LISTED RECORDS Block Start

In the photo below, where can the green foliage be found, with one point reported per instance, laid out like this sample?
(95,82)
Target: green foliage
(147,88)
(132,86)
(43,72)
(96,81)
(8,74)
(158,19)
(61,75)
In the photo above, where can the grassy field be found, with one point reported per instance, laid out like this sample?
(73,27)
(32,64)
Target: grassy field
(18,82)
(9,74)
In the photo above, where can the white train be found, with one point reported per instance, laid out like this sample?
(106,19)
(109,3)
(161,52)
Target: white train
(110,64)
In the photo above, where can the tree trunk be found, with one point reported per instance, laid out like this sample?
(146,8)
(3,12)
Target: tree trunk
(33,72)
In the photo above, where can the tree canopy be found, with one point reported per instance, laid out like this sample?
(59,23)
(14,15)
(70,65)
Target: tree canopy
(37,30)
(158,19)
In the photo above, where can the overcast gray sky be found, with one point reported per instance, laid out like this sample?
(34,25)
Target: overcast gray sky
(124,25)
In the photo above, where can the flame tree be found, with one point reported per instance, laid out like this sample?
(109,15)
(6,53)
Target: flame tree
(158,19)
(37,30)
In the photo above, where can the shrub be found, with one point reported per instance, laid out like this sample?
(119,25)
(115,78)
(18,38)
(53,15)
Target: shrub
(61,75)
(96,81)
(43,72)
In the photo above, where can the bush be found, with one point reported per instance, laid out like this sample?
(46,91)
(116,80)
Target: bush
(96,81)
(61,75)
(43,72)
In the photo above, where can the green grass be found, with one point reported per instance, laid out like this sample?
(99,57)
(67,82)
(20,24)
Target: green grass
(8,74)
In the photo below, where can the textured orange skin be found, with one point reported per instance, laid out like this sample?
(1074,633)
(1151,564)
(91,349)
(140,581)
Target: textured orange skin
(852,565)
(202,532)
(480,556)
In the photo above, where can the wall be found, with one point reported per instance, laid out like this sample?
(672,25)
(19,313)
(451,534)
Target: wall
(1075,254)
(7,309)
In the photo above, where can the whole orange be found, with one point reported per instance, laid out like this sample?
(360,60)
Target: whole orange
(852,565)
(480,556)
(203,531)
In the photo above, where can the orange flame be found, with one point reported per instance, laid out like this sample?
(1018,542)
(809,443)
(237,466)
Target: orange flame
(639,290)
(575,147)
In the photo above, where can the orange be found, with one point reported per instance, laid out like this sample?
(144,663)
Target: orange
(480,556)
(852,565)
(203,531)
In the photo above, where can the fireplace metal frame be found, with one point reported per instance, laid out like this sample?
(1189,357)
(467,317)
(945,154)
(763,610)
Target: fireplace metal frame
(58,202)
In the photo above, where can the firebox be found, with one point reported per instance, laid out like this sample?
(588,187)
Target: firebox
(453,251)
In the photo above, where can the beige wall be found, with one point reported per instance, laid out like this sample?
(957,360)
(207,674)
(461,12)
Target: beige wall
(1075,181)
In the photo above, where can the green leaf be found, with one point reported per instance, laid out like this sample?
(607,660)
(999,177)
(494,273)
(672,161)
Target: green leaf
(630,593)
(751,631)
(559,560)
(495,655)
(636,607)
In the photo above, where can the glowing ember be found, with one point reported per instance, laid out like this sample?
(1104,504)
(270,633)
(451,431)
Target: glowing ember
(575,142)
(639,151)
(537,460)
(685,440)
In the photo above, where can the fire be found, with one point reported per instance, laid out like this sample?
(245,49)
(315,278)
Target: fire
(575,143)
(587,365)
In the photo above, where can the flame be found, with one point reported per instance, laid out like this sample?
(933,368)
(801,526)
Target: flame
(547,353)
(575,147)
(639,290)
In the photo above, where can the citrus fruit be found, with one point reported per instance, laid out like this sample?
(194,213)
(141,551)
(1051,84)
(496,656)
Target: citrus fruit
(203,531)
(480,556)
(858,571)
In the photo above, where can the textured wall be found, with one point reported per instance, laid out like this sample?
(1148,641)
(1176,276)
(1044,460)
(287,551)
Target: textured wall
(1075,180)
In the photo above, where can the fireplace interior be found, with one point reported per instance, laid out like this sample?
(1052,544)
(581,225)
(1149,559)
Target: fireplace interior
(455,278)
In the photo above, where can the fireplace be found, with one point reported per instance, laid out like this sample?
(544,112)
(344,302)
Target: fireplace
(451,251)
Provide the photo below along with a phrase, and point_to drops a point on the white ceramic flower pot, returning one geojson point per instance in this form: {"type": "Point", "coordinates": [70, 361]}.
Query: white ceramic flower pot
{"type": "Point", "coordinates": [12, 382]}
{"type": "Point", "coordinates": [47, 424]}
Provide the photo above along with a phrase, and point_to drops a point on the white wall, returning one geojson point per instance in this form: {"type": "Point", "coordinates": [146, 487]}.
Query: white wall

LISTED RECORDS Block End

**ABOUT THIS TASK:** Copy, exactly and only, the lines above that begin with the one containing "In the photo above, where can the textured" and finish with the one containing "In the photo above, where can the fireplace interior".

**TASK RESPONSE:**
In the photo above, where can the textured wall be found, with one point reported per instance, laid out like this sample?
(1148,641)
(1176,276)
(1044,460)
(287,551)
Target: textured wall
(1075,180)
In the photo above, where can the fireplace interior be found, with one point reported per instance, laid out like this sample?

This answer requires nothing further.